• _Work required_: From the material below, pick out every line that contains the string "surface" and copy those lines; letter case counts.

• _Information shown_:

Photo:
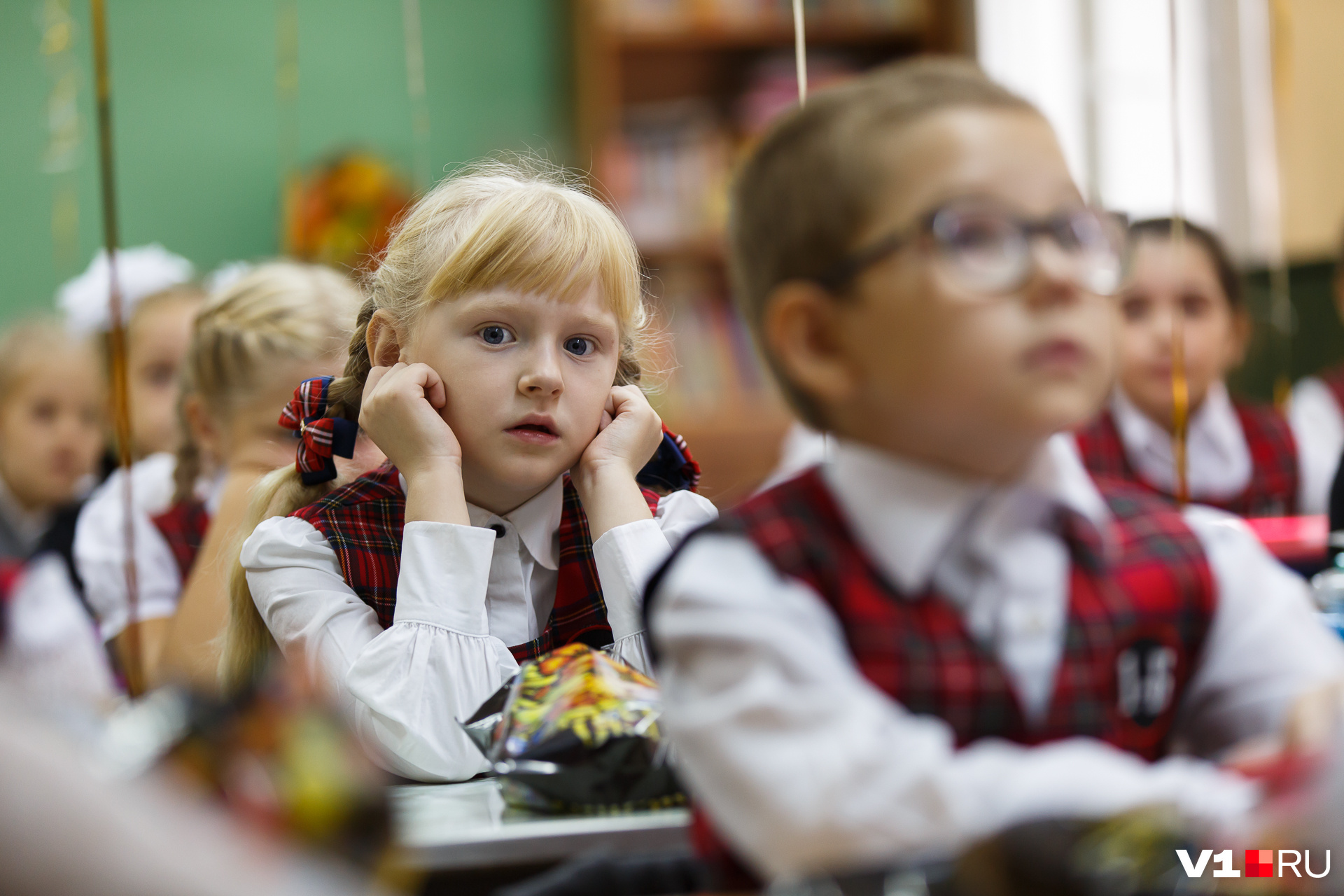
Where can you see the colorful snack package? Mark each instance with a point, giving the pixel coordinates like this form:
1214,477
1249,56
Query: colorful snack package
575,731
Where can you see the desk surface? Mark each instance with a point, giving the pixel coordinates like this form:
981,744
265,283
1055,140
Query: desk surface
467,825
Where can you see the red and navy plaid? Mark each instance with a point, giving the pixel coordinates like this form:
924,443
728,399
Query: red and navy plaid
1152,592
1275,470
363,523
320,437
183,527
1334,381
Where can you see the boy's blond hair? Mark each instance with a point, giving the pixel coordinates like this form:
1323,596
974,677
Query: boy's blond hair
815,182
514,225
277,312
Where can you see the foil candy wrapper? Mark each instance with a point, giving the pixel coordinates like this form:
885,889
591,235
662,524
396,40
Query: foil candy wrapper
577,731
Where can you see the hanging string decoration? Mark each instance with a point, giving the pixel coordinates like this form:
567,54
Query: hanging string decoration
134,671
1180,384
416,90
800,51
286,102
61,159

--

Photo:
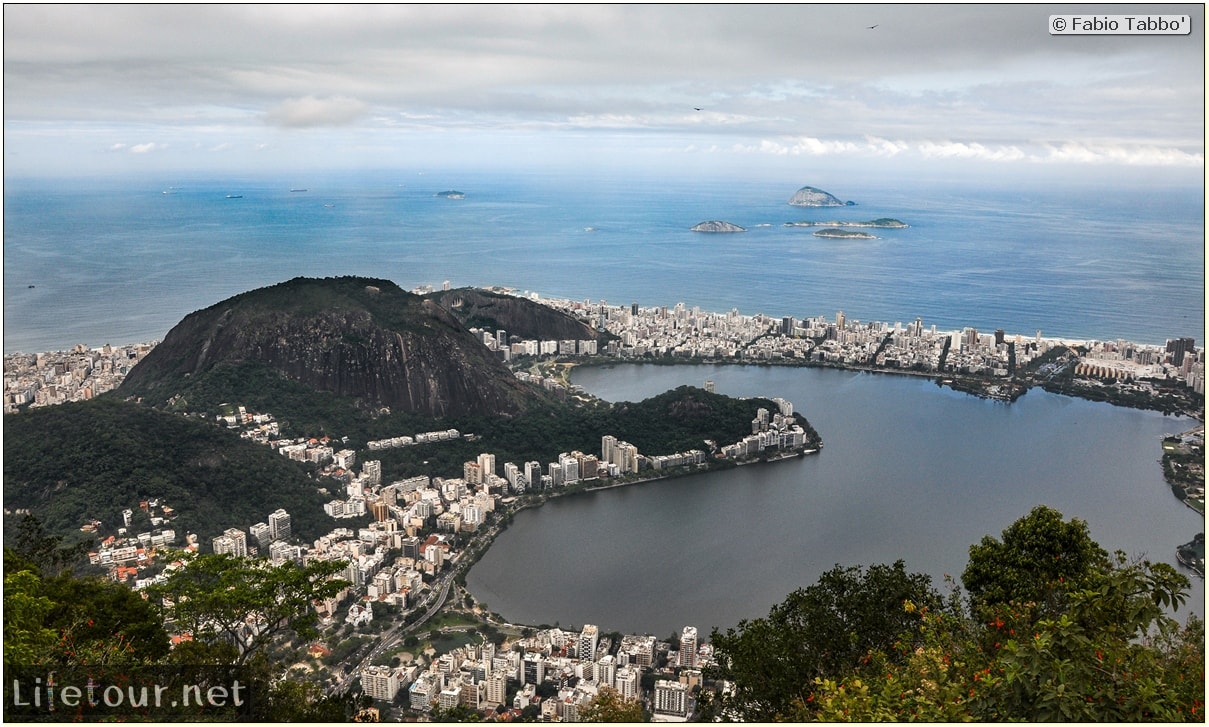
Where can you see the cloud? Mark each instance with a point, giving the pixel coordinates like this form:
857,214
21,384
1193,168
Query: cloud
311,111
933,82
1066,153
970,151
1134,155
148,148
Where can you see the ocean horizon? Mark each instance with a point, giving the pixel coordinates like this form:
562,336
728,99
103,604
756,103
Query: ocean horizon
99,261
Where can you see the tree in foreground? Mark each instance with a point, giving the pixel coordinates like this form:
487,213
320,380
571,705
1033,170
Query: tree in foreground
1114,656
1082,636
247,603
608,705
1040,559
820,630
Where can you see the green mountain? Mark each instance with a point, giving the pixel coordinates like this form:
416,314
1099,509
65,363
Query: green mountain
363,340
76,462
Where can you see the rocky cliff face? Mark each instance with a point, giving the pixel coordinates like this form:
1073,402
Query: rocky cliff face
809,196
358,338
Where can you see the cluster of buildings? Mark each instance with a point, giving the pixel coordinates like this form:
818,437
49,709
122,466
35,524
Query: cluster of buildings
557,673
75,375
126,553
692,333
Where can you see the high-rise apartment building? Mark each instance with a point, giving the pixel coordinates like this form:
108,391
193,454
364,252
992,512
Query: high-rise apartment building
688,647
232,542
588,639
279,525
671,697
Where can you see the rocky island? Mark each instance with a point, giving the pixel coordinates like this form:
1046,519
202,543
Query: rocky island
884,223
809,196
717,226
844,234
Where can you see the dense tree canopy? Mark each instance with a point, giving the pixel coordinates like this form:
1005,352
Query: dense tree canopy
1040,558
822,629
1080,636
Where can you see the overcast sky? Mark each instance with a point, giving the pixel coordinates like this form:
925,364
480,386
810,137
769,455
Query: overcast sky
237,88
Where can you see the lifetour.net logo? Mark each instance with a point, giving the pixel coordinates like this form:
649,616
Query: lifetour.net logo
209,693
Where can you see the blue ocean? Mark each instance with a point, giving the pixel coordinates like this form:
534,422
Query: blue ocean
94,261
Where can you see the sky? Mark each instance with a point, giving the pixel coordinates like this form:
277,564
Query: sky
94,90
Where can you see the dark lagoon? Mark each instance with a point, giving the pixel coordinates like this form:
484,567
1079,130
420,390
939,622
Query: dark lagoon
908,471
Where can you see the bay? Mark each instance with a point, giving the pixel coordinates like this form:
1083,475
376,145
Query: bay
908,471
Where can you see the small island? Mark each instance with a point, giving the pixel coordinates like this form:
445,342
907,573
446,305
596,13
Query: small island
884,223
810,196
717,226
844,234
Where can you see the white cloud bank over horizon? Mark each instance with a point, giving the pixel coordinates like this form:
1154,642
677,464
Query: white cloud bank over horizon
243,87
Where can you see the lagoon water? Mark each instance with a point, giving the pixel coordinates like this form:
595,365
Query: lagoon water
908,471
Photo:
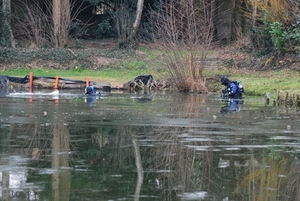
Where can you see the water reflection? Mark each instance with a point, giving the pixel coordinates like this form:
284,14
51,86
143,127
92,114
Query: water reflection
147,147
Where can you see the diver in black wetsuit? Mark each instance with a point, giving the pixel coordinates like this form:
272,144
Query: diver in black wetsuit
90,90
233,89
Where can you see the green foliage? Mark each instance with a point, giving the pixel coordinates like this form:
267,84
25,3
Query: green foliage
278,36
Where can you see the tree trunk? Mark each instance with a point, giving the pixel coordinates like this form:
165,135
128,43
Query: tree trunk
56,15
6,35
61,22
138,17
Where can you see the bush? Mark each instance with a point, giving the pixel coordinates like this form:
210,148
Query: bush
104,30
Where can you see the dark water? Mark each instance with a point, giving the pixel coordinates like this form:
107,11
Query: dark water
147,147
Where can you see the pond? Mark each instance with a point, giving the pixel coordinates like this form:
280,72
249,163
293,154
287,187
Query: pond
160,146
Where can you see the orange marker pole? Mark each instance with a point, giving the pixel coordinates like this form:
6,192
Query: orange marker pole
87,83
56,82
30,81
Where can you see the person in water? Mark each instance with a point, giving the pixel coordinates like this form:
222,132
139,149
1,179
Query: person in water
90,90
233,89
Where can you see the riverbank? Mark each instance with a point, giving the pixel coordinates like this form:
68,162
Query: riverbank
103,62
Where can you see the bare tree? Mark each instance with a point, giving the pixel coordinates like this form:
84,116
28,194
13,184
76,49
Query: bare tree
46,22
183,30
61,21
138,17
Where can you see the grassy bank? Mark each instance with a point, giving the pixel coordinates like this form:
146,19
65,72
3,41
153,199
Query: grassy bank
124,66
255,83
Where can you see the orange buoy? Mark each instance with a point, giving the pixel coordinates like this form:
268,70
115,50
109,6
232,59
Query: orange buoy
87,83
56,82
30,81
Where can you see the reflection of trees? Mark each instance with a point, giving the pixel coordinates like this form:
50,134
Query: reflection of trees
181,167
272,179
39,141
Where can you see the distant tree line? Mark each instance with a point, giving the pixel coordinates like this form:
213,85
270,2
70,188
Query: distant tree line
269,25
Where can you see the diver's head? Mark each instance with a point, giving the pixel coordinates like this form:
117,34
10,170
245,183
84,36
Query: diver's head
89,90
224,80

* * *

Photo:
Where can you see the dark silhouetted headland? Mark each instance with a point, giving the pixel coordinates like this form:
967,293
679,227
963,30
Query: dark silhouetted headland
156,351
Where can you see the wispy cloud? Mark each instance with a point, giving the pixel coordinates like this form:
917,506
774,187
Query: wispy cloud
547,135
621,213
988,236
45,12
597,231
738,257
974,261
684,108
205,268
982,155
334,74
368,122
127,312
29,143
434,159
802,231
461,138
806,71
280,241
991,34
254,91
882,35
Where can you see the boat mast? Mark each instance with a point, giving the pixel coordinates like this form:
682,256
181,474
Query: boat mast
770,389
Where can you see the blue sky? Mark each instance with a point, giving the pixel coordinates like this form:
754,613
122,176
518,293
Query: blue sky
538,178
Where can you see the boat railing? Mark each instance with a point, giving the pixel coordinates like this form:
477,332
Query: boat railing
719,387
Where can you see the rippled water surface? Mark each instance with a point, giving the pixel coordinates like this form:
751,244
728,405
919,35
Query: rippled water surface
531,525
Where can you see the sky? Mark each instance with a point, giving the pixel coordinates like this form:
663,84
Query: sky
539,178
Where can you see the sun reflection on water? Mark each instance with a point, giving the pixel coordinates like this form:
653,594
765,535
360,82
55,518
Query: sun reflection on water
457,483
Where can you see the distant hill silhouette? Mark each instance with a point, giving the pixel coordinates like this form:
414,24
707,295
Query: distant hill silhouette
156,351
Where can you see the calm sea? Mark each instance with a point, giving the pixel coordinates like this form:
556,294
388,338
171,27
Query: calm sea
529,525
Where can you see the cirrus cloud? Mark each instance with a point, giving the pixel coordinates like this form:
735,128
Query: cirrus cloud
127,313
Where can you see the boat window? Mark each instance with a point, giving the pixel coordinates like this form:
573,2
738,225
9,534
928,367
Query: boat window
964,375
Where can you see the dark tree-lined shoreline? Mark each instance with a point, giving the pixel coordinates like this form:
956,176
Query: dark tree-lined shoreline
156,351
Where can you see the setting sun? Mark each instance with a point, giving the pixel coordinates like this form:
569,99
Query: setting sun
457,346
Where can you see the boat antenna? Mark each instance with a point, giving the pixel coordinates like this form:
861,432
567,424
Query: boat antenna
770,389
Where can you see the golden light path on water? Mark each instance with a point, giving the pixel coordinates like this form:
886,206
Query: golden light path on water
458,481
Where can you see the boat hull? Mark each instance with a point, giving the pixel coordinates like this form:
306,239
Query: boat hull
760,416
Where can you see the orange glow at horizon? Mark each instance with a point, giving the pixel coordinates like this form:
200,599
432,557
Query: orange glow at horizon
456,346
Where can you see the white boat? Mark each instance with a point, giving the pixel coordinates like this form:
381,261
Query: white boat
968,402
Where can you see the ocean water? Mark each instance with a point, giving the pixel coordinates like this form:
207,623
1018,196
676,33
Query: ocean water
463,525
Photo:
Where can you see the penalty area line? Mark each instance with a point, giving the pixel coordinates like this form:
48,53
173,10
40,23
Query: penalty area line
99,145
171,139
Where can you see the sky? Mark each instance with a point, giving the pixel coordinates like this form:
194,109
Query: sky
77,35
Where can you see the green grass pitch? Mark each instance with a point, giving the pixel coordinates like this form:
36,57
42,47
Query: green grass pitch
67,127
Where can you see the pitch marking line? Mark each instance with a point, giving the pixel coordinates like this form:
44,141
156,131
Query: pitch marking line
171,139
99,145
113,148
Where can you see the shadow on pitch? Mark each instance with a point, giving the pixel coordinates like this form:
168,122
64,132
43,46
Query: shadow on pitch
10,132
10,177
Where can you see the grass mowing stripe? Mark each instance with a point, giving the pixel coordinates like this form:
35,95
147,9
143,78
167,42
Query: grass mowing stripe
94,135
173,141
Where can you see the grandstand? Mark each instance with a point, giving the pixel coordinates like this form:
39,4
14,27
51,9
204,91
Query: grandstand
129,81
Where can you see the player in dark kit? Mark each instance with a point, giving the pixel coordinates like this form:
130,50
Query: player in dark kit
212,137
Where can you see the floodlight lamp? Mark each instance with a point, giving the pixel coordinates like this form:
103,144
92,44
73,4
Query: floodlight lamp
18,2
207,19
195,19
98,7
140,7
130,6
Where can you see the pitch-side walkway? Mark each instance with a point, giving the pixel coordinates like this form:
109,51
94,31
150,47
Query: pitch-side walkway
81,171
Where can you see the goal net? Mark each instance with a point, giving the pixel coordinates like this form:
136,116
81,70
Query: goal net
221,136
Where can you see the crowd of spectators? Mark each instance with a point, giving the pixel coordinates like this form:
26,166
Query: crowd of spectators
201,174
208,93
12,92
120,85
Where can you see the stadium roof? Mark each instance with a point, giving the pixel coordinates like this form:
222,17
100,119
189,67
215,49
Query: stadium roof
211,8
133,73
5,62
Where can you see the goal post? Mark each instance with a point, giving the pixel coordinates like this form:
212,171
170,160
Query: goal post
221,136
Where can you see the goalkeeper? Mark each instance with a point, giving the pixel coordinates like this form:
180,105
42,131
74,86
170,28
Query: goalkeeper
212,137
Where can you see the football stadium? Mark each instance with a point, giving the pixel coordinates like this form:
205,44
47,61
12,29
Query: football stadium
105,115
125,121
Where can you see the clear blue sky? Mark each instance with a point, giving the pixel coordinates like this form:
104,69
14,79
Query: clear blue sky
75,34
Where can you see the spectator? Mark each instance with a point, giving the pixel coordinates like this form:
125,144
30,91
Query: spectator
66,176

• _Exercise response_:
Where can you see the desk surface? Mark each instance with a point, giving the pixel coordinates like this form:
Query: desk surface
Where can you see the rippled water surface? Mark each instance with a point, giving the pixel coordinates like this form:
Query: rippled water surface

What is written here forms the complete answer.